*EXTRACTED MATERIAL*

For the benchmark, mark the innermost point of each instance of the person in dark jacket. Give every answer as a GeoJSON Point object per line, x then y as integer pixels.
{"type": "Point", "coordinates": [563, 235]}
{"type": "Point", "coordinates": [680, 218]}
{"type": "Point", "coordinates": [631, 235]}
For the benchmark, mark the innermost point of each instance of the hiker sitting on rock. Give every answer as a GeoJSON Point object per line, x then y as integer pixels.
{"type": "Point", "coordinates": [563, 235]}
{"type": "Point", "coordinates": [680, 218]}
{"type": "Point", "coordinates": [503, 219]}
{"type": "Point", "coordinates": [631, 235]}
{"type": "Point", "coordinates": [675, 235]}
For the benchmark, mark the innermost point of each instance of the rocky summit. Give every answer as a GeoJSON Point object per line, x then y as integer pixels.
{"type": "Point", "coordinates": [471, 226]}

*WHAT TO PRODUCE*
Arrange every line of the records above as a numbered list, omitting any blank lines.

*FINISHED EXERCISE*
1. For the benchmark, mark the innermost point of each instance of the person in dark jacket. Give every answer as a GeoJSON Point object per line, x then y as integer pixels.
2. {"type": "Point", "coordinates": [563, 235]}
3. {"type": "Point", "coordinates": [680, 218]}
4. {"type": "Point", "coordinates": [631, 235]}
5. For the benchmark, mark the innermost point of each instance of the hiker sitting on rock. Give every answer as a GeoJSON Point object per line, x then y as integer pixels.
6. {"type": "Point", "coordinates": [563, 235]}
7. {"type": "Point", "coordinates": [680, 218]}
8. {"type": "Point", "coordinates": [503, 219]}
9. {"type": "Point", "coordinates": [631, 235]}
10. {"type": "Point", "coordinates": [675, 235]}
11. For the benchmark, mark the innermost point of each instance of the rocky summit. Give every answer as a GeoJSON Point object per line, x then y as integer pixels.
12. {"type": "Point", "coordinates": [471, 226]}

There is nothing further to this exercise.